Records excerpted from a collection
=-=-=
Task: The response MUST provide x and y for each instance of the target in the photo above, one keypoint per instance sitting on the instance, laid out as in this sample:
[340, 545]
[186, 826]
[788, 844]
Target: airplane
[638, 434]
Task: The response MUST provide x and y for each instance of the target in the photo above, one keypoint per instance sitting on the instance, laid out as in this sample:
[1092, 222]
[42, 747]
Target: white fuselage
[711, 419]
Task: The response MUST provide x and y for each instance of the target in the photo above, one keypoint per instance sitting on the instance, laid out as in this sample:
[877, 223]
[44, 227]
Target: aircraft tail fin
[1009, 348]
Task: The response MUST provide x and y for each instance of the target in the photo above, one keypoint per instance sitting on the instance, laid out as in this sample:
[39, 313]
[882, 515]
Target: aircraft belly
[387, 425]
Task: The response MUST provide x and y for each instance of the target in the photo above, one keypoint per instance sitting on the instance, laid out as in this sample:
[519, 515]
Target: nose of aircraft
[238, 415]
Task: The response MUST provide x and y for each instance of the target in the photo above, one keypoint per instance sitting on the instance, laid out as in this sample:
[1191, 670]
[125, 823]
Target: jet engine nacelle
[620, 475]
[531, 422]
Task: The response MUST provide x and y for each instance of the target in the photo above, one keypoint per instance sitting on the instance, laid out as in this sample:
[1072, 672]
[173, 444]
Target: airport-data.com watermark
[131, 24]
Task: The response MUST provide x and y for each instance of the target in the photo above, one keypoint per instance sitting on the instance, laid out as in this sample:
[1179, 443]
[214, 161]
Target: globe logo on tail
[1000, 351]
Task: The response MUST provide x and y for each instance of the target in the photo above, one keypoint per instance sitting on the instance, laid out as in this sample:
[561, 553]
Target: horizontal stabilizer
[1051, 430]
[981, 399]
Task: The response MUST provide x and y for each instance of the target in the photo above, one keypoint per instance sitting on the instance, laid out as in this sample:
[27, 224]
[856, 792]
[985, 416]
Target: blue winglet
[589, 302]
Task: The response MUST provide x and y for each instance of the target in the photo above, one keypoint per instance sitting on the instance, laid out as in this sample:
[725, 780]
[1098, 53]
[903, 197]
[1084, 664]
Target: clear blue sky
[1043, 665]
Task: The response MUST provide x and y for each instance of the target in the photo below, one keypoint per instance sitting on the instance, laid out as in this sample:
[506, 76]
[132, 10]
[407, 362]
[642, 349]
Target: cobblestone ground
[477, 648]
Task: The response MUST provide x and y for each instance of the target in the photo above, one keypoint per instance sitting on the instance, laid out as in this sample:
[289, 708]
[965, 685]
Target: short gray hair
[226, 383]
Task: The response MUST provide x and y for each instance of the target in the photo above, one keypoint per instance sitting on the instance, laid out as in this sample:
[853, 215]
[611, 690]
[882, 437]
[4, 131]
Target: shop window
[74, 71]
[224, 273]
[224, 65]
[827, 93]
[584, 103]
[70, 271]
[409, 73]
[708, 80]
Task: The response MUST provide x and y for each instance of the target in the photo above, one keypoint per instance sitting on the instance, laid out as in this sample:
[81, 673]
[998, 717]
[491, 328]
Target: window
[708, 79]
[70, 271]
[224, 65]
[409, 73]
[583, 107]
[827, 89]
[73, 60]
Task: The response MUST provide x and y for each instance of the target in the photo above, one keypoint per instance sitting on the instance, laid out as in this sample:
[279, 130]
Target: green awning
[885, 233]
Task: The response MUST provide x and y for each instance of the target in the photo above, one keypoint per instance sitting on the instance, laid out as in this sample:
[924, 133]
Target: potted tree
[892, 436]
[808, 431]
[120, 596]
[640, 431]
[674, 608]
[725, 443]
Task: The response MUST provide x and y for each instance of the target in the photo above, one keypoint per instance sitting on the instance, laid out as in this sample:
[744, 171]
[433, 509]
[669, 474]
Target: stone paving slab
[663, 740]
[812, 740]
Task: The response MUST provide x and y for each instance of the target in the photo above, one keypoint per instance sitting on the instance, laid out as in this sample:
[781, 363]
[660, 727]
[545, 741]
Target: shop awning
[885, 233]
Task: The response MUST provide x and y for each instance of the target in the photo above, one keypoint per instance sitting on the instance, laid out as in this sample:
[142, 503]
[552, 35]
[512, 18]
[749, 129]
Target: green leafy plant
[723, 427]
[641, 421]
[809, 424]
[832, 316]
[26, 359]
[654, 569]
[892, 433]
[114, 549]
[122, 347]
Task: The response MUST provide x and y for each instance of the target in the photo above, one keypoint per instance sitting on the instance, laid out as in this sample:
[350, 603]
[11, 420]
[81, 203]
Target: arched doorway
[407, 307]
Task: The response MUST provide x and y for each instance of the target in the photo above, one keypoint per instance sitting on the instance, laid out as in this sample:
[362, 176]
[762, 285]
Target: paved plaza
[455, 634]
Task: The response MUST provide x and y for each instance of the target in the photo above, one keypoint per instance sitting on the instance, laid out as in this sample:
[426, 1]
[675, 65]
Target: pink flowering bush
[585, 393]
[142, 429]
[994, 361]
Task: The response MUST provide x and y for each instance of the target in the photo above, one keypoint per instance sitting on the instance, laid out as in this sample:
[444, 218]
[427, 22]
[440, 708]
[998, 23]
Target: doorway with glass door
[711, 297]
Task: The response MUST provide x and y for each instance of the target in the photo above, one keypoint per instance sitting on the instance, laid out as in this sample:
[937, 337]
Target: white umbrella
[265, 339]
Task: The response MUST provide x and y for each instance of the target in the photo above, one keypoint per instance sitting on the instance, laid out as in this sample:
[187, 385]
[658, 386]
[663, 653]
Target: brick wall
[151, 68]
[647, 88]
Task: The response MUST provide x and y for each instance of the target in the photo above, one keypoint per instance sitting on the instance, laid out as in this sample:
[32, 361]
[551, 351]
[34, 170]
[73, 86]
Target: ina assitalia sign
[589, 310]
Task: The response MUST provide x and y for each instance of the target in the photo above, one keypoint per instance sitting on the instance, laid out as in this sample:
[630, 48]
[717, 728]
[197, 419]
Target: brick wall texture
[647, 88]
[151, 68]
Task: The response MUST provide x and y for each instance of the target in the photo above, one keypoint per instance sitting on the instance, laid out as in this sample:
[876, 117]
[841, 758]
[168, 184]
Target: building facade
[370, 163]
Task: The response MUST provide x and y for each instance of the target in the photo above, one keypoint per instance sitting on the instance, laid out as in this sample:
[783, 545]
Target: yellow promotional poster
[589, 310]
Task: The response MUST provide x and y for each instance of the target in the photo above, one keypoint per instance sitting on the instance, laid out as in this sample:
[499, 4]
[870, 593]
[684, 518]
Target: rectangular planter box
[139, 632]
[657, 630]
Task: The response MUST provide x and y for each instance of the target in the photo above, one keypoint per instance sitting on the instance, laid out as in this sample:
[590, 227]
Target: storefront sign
=-=-=
WHAT TO WORK ON: Your task is to repeat the data exactly; please include every line.

SOLUTION FOR THIS EXERCISE:
Task: The response MUST provide x and y for each instance of the target in the photo above, one keypoint per instance sitting on the instance, laid out as in this sample:
[340, 545]
[186, 826]
[788, 844]
Target: airplane
[638, 434]
Task: The response MUST provide x and y for each instance of the target in the photo above, one keypoint per instance sitting on the instance, laid out as in this sample:
[1092, 222]
[42, 747]
Target: white fuselage
[711, 419]
Task: The response MUST provide x and y for each instance of the target in the photo above, one keypoint per instance sitting on the instance, laid out as in this sample:
[877, 223]
[44, 227]
Target: aircraft tail fin
[1009, 348]
Task: The response MUST provide x and y for each instance of the target in the photo above, one keypoint per instance sitting on the instance, laid out as in this sample:
[39, 313]
[882, 515]
Target: aircraft belly
[387, 425]
Task: The response MUST provide x and y for each instance of the target in the photo above, one keypoint per instance sitting on the instance, laid out as in this sample:
[519, 515]
Target: nose of aircraft
[238, 415]
Task: The response MUST provide x and y for each instance of the target in the photo above, one keypoint per instance sitting on the instance, laid out as in this sample:
[1191, 670]
[125, 823]
Target: jet engine nacelle
[620, 475]
[531, 422]
Task: The response MUST provide x and y for each instance of the target in the photo above, one keypoint per instance sitting on the instance, laid out as in this sample:
[1072, 672]
[173, 444]
Target: airport-data.com watermark
[131, 24]
Task: The response MUST provide x and y for each instance of the target in the photo above, one keypoint per instance sitting on the instance, laid out as in this sample:
[1179, 443]
[214, 161]
Target: globe logo on tail
[1000, 351]
Task: The response MUST provide x and y for each instance of the target in the photo above, one keypoint per instance sitting on the instance, laid out as in this sample:
[561, 553]
Target: horizontal stabilizer
[1051, 430]
[981, 399]
Task: The response MUST provide x and y for each instance of the target in the photo above, one keypoint per instance sitting on the instance, laid out as in this sample:
[27, 224]
[856, 792]
[985, 416]
Target: blue winglet
[589, 302]
Task: The response MUST provide x and y for each instance of the target in the photo above, one keypoint per instance sitting on the instance, laid out as in this sample:
[725, 780]
[1098, 53]
[903, 197]
[1084, 664]
Target: clear blue sky
[1043, 665]
Task: The response MUST provide x and y for each instance of the target in the photo below, one keypoint per instance sitting on the instance, laid out as in this sample:
[506, 76]
[132, 10]
[407, 362]
[642, 349]
Target: cobblestone ground
[477, 648]
Task: The response MUST provide x and y for each instance of the target in the photo above, one keypoint per instance sitting on the instance, laid out as in this sample:
[289, 708]
[965, 685]
Target: short gray hair
[226, 383]
Task: The response MUST provide x and y for each instance of the target in the photo above, one keypoint per instance sitting on the instance, laid out as in this sample:
[853, 215]
[611, 690]
[882, 437]
[4, 131]
Target: shop window
[74, 71]
[224, 273]
[224, 65]
[827, 93]
[584, 103]
[70, 271]
[409, 73]
[708, 80]
Task: The response MUST provide x and y for each instance of the target in the photo above, one keypoint per instance sitting on the instance, laid out as in this sample:
[81, 673]
[998, 717]
[491, 328]
Target: window
[708, 79]
[70, 271]
[224, 65]
[409, 73]
[583, 107]
[827, 89]
[73, 60]
Task: The response MUST provide x and y for each instance of the target in the photo above, one keypoint per instance sitting on the instance, laid out as in this sample:
[279, 130]
Target: green awning
[885, 233]
Task: The response MUST provide x and y for each instance of the target in the photo above, one keypoint per instance sitting on the instance, laid out as in this sample:
[924, 133]
Target: potted tree
[892, 436]
[808, 431]
[120, 596]
[640, 431]
[674, 608]
[725, 443]
Task: The response MUST provide x and y for each instance of the target in the photo above, one keypoint per instance sitting on the instance, laid out as in this sample:
[744, 171]
[433, 509]
[669, 474]
Target: stone paving slab
[663, 740]
[812, 740]
Task: The response MUST provide x and y for each instance of the target in the photo above, one keypoint per instance sitting on the instance, laid out as in this sample:
[781, 363]
[660, 727]
[545, 741]
Target: shop awning
[885, 233]
Task: The response MUST provide x and y for each instance of the target in the photo above, one keypoint per instance sitting on the instance, laid out as in this sample:
[142, 503]
[552, 35]
[512, 18]
[749, 129]
Target: green leafy plant
[723, 427]
[641, 421]
[809, 424]
[832, 316]
[26, 359]
[654, 569]
[892, 433]
[114, 549]
[122, 347]
Task: The response MUST provide x and y for each instance of the target in the photo above, one keypoint per instance sitting on the instance, laid out as in this sample:
[350, 603]
[11, 420]
[81, 203]
Target: arched doorway
[407, 307]
Task: The response MUST provide x and y for each instance of the target in the photo above, one keypoint per instance sitting on the instance, laid out as in this sample:
[362, 176]
[762, 285]
Target: paved plaza
[455, 634]
Task: The response MUST provide x and y for each instance of the target in the photo above, one keypoint per instance sitting on the instance, laid out as in this sample:
[426, 1]
[675, 65]
Target: pink flowering bush
[585, 393]
[142, 429]
[994, 361]
Task: The response MUST provide x and y for each instance of the target in the photo above, one keypoint per instance sitting on the instance, laid out as in this sample:
[444, 218]
[427, 22]
[440, 708]
[998, 23]
Target: doorway with glass door
[711, 297]
Task: The response MUST provide x and y for each instance of the target in the photo above, one keypoint per instance sitting on the instance, laid out as in this sample:
[937, 337]
Target: white umbrella
[265, 339]
Task: The response MUST provide x and y for each instance of the target in the photo above, one keypoint per instance sitting on the instance, laid out as in this sample:
[187, 385]
[658, 386]
[663, 653]
Target: brick wall
[151, 68]
[647, 88]
Task: The response MUST provide x and y for each instance of the target in the photo above, one keypoint per instance sitting on the instance, laid out as in this sample:
[32, 361]
[551, 351]
[34, 170]
[73, 86]
Target: ina assitalia sign
[589, 310]
Task: The response MUST provide x and y for each instance of the target in the photo above, one keypoint per instance sitting on the instance, laid out as in this sample:
[630, 48]
[717, 728]
[197, 419]
Target: brick wall texture
[647, 88]
[151, 68]
Task: The response MUST provide x and y for each instance of the target in the photo above, one keypoint per instance sitting on the instance, laid out as in this sample:
[876, 117]
[841, 758]
[168, 184]
Target: building facade
[370, 163]
Task: The response MUST provide x and y for each instance of the target in the photo above, one keypoint per instance sitting on the instance, laid out as in this sample:
[783, 545]
Target: yellow promotional poster
[589, 310]
Task: The response MUST provide x and y for each instance of the target in the photo above, one keypoint per instance sitting on the instance, laid out as in this sample:
[499, 4]
[870, 593]
[684, 518]
Target: rectangular planter box
[139, 632]
[657, 630]
Task: The response MUST provide x and y for each instance of the target in the photo above, one keypoint per instance sitting on the instance, laid out as in this sample:
[590, 227]
Target: storefront sign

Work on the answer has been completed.